## Exercise goal:
Render the rows below as a JSON list of strings, one string per line and blank lines omitted, starting with the first line of the rows and ending with the line that contains "coordinates: whole pixels, x", both included.

## Material supplied:
_ _ _ _ _ _ _

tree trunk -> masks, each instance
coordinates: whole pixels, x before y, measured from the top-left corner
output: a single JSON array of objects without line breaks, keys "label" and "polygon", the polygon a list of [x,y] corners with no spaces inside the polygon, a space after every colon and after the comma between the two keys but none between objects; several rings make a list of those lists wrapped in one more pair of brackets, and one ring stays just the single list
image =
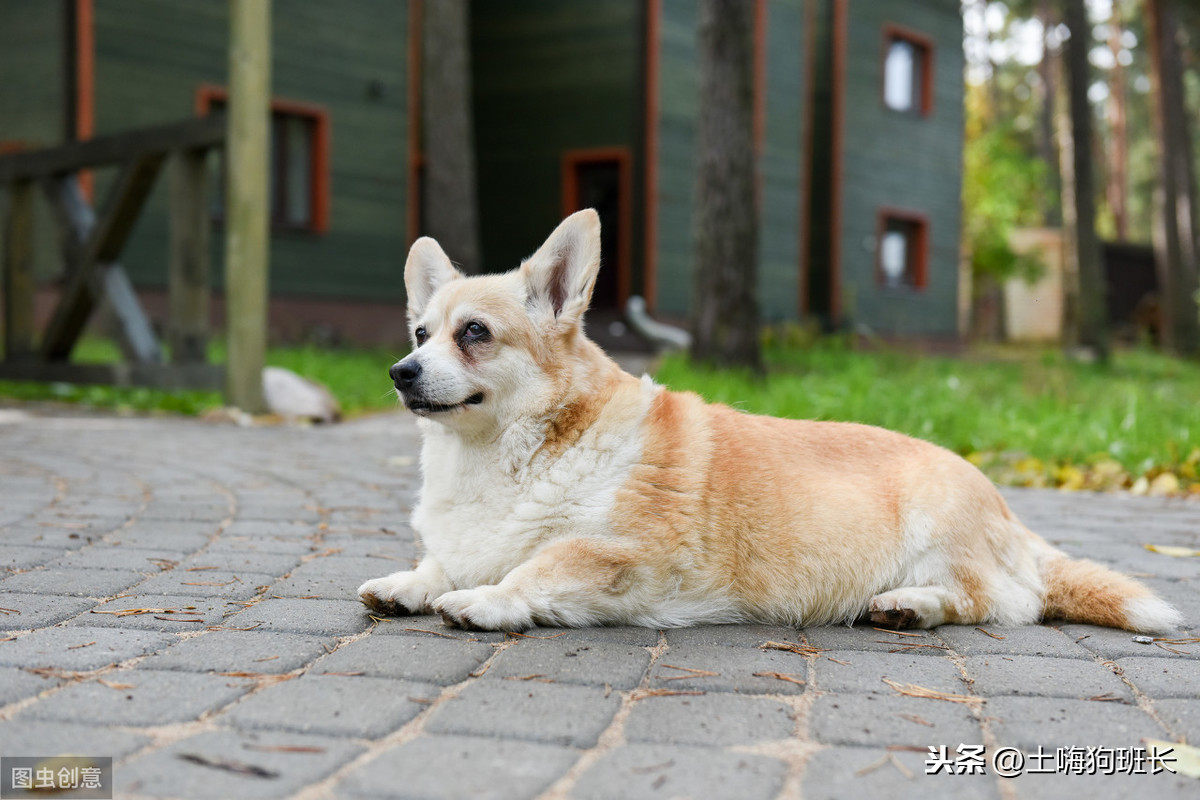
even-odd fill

_ _ _ _ _ _ _

## Solution to the problem:
[
  "tree trunk -> masks, each instance",
  "coordinates: whole pixels, x before y, measured from the top-left corner"
]